◆ **Exercise task a**
Pull out every line of the records that contains the string "headlight", matching case exactly.

◆ **Page text**
'''
This page explains a narrow but important SDLT point. If someone acquires an interest in a property investment partnership and pays for that interest by transferring land, the transaction may be treated as an exchange. In that situation, SDLT may arise on both sides of the deal, not just on the incoming partner’s acquisition of the partnership share.

What this rule is about

The source deals with partnerships that hold land, and in particular with the SDLT treatment of a person acquiring a share in such a partnership.

Ordinarily, people do not think of a partnership interest as the same as owning land directly. But the SDLT partnership rules can treat the acquisition of a partnership share as involving a chargeable interest in land where the partnership property includes major interests in land. That matters because SDLT is charged on land transactions, not simply on changes in business ownership.

The source also brings in the SDLT rules on exchanges. Those rules can apply where land is given as consideration for something else that is itself treated as a chargeable interest in land.

What the official source says

The official example is this:

A property investment partnership has three partners, A, B and C. The partnership owns two properties. A is entitled to 50% and B and C are each entitled to 25%.

D is admitted as a new partner. D acquires a 25% partnership share from A. In return, D gives A 25 acres of land.

HMRC’s view is that:

  • the partnership interest acquired by D is treated as a major interest in land, because the relevant partnership property consists of major interests in land;
  • that means the exchange provisions apply to the land transferred by D as consideration for the partnership share; and
  • both sides of the exchange are chargeable to SDLT.

So, on HMRC’s analysis, SDLT arises:

  • on D’s acquisition of the partnership share, under the partnership rules referred to in paragraph 14; and
  • on A’s acquisition of the 25 acres of land, under the exchange rule in Schedule 4 paragraph 5.

What this means in practice

The practical point is that you should not assume there is only one land transaction here.

If a person joins a land-owning partnership and pays by transferring land to an existing partner, SDLT analysis may need to be done twice:

  • once for the incoming partner’s acquisition of the partnership interest; and
  • again for the transfer of land in the opposite direction.

This is because the law can treat the partnership interest itself as a major interest in land where the partnership’s underlying property includes major interests. Once that happens, the transfer of land as consideration is not just incidental payment. It can fall within the exchange rules.

In practical terms, this means:

  • there may be two separate SDLT charges arising from what the parties see as one commercial bargain;
  • the existing partner receiving the land may have their own SDLT liability; and
  • the structure and documentation of the admission of a new partner matter, especially where non-cash consideration is involved.

How to analyse it

A sensible way to approach this kind of arrangement is to ask the following questions.

  • What does the partnership own? The source only works this way because the partnership property consists of major interests in land.
  • What exactly is the incoming partner acquiring? Is the person acquiring a partnership interest that the SDLT partnership rules treat as a major interest in land?
  • Who is giving what to whom? Here, D gives land directly to A in return for part of A’s partnership share.
  • Is the consideration land rather than cash? If land is being transferred as consideration, the exchange provisions may need to be considered.
  • Are there effectively two land transactions? One may be the acquisition of the partnership interest, and the other may be the acquisition of the land transferred as consideration.
'''
◆ **Exercise task b**
Transcribe the SDLT guidance word for word, everything from "Ordinarily, people do" down to "entitled to 25%.".

◆ **Rows**
'''
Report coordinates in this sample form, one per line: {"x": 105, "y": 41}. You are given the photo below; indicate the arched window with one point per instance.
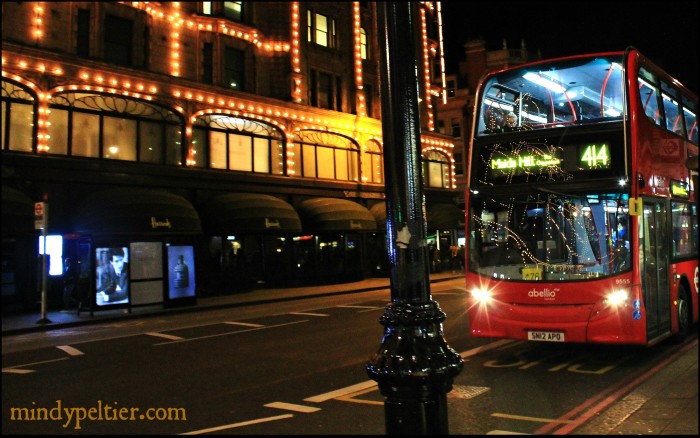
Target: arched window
{"x": 326, "y": 155}
{"x": 436, "y": 170}
{"x": 372, "y": 164}
{"x": 234, "y": 143}
{"x": 114, "y": 128}
{"x": 18, "y": 116}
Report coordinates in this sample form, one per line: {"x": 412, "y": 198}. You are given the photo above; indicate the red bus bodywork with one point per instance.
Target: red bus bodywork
{"x": 583, "y": 310}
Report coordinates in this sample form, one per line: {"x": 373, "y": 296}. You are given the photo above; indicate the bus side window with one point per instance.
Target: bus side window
{"x": 690, "y": 112}
{"x": 649, "y": 94}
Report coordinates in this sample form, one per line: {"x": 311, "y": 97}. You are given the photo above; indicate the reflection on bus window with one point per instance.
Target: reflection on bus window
{"x": 550, "y": 237}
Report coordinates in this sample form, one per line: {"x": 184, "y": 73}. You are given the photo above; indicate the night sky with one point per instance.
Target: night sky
{"x": 664, "y": 31}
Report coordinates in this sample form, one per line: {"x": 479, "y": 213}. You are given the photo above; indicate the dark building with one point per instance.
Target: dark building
{"x": 219, "y": 145}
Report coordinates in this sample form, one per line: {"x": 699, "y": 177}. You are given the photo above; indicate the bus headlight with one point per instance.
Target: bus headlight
{"x": 617, "y": 297}
{"x": 481, "y": 295}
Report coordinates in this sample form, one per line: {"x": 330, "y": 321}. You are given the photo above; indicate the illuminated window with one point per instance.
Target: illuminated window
{"x": 363, "y": 43}
{"x": 233, "y": 143}
{"x": 372, "y": 165}
{"x": 321, "y": 29}
{"x": 18, "y": 115}
{"x": 325, "y": 155}
{"x": 368, "y": 100}
{"x": 112, "y": 127}
{"x": 436, "y": 170}
{"x": 233, "y": 11}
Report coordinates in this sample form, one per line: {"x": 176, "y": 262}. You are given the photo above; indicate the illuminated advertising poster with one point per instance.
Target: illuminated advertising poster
{"x": 180, "y": 272}
{"x": 111, "y": 276}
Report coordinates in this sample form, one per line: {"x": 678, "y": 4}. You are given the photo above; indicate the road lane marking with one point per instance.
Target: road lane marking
{"x": 245, "y": 324}
{"x": 70, "y": 350}
{"x": 526, "y": 418}
{"x": 17, "y": 368}
{"x": 292, "y": 407}
{"x": 235, "y": 425}
{"x": 491, "y": 346}
{"x": 341, "y": 392}
{"x": 232, "y": 333}
{"x": 360, "y": 307}
{"x": 16, "y": 371}
{"x": 466, "y": 392}
{"x": 163, "y": 335}
{"x": 351, "y": 397}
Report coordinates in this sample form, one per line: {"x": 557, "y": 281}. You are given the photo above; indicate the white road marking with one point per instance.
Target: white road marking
{"x": 70, "y": 350}
{"x": 163, "y": 335}
{"x": 235, "y": 425}
{"x": 245, "y": 324}
{"x": 292, "y": 407}
{"x": 341, "y": 392}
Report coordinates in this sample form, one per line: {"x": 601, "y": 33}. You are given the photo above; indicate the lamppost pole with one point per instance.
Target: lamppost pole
{"x": 414, "y": 367}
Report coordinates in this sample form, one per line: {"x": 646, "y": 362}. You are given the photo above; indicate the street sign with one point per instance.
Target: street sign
{"x": 40, "y": 215}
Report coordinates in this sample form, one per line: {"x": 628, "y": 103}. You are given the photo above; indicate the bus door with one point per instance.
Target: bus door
{"x": 653, "y": 247}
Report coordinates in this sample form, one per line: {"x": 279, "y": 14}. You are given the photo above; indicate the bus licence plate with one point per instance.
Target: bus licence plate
{"x": 546, "y": 336}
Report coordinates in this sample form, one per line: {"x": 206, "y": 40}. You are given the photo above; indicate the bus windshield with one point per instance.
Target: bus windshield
{"x": 578, "y": 91}
{"x": 549, "y": 237}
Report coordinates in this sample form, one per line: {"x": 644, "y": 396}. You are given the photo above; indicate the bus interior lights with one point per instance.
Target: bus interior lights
{"x": 482, "y": 295}
{"x": 617, "y": 297}
{"x": 544, "y": 82}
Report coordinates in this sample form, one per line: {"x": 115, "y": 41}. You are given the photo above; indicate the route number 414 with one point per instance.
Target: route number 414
{"x": 593, "y": 156}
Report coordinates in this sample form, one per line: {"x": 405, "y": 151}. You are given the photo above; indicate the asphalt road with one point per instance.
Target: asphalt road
{"x": 295, "y": 367}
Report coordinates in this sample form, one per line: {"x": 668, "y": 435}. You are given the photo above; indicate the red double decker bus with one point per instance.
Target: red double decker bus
{"x": 581, "y": 223}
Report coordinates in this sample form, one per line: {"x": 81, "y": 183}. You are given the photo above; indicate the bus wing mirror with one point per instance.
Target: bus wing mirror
{"x": 635, "y": 206}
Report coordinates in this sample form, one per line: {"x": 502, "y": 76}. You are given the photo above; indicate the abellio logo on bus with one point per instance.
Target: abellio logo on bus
{"x": 547, "y": 294}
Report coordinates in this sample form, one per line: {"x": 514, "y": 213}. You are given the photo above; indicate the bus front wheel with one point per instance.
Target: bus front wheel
{"x": 685, "y": 317}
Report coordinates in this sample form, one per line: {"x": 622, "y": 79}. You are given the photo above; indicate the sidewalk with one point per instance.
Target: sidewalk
{"x": 664, "y": 403}
{"x": 13, "y": 324}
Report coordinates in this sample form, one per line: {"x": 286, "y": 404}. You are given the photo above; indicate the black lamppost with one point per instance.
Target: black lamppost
{"x": 414, "y": 367}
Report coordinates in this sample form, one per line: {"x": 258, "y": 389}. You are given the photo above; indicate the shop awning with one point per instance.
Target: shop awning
{"x": 444, "y": 217}
{"x": 136, "y": 211}
{"x": 249, "y": 213}
{"x": 17, "y": 212}
{"x": 333, "y": 214}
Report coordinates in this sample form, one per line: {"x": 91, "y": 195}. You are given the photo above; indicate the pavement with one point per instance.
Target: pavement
{"x": 662, "y": 402}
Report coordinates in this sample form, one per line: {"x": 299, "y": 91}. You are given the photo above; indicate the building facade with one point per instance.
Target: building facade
{"x": 237, "y": 143}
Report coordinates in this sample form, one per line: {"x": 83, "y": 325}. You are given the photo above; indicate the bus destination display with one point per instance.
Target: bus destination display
{"x": 533, "y": 160}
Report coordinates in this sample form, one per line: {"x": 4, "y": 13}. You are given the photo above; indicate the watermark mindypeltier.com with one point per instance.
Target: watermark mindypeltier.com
{"x": 78, "y": 416}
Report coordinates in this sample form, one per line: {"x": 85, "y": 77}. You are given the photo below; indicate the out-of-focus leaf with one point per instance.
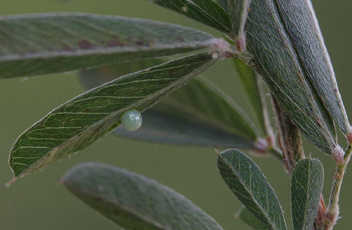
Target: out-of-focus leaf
{"x": 85, "y": 119}
{"x": 249, "y": 219}
{"x": 248, "y": 183}
{"x": 272, "y": 53}
{"x": 59, "y": 42}
{"x": 238, "y": 11}
{"x": 306, "y": 188}
{"x": 133, "y": 201}
{"x": 303, "y": 30}
{"x": 249, "y": 81}
{"x": 208, "y": 12}
{"x": 194, "y": 115}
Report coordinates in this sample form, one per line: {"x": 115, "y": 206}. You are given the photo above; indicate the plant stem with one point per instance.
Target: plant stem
{"x": 333, "y": 208}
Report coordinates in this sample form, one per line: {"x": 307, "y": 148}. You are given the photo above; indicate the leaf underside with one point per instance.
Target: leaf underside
{"x": 208, "y": 12}
{"x": 247, "y": 217}
{"x": 306, "y": 189}
{"x": 248, "y": 183}
{"x": 302, "y": 27}
{"x": 193, "y": 115}
{"x": 133, "y": 201}
{"x": 273, "y": 56}
{"x": 59, "y": 42}
{"x": 249, "y": 80}
{"x": 85, "y": 119}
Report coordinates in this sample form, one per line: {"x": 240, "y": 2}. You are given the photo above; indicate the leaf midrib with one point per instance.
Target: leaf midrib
{"x": 249, "y": 192}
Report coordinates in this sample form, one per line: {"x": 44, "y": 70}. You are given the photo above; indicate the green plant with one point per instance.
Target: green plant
{"x": 292, "y": 62}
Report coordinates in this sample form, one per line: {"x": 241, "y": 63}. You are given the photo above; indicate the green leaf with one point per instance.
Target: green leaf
{"x": 85, "y": 119}
{"x": 196, "y": 114}
{"x": 248, "y": 183}
{"x": 208, "y": 12}
{"x": 223, "y": 3}
{"x": 306, "y": 189}
{"x": 303, "y": 30}
{"x": 249, "y": 80}
{"x": 133, "y": 201}
{"x": 238, "y": 11}
{"x": 249, "y": 219}
{"x": 59, "y": 42}
{"x": 272, "y": 53}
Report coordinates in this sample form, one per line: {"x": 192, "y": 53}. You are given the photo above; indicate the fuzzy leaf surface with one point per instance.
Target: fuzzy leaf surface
{"x": 85, "y": 119}
{"x": 272, "y": 53}
{"x": 59, "y": 42}
{"x": 248, "y": 183}
{"x": 223, "y": 3}
{"x": 306, "y": 189}
{"x": 208, "y": 12}
{"x": 247, "y": 217}
{"x": 133, "y": 201}
{"x": 196, "y": 114}
{"x": 303, "y": 30}
{"x": 249, "y": 80}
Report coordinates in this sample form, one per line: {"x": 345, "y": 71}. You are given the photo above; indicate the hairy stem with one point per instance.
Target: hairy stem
{"x": 333, "y": 208}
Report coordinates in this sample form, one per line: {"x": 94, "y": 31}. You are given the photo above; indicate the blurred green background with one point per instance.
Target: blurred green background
{"x": 39, "y": 202}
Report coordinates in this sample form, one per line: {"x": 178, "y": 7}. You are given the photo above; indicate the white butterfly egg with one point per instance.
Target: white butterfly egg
{"x": 132, "y": 120}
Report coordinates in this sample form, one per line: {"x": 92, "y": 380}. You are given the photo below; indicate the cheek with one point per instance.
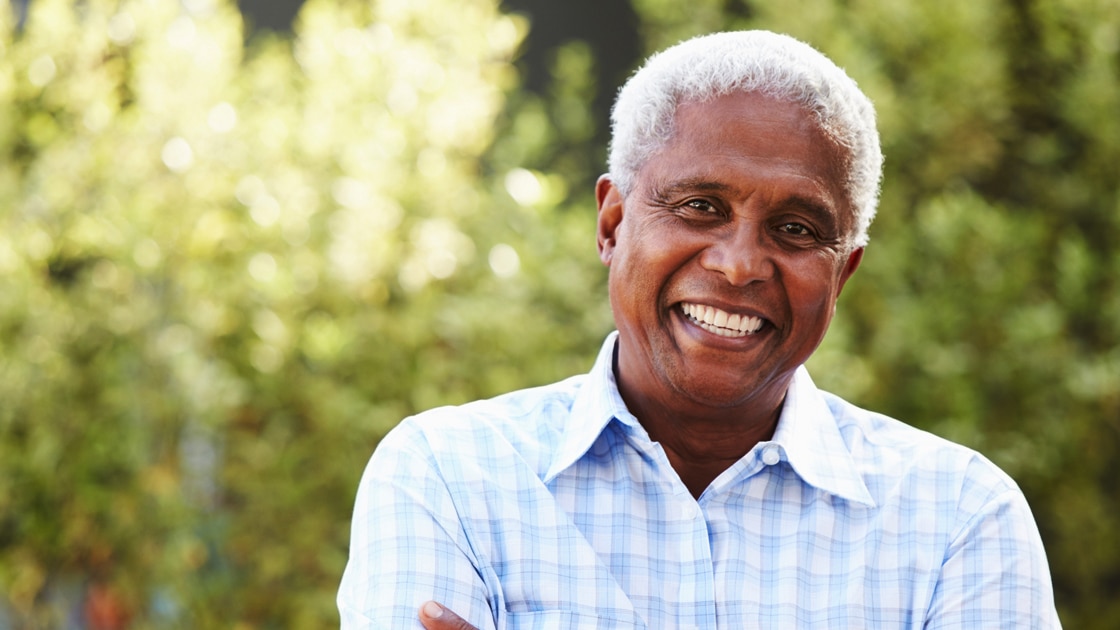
'''
◆ **Full output a**
Report coordinates in this sample form, one per line: {"x": 699, "y": 177}. You are given the photo above; indicate the bus headlight with one point per instance.
Target: bus headlight

◆ **Full output b**
Ordinarily, people do not think of a partnership interest as the same as owning land directly. But the SDLT partnership rules can treat the acquisition of a partnership share as involving a chargeable interest in land where the partnership property includes major interests in land. That matters because SDLT is charged on land transactions, not simply on changes in business ownership.

The source also brings in the SDLT rules on exchanges. Those rules can apply where land is given as consideration for something else that is itself treated as a chargeable interest in land.

What the official source says

The official example is this:

A property investment partnership has three partners, A, B and C. The partnership owns two properties. A is entitled to 50% and B and C are each entitled to 25%.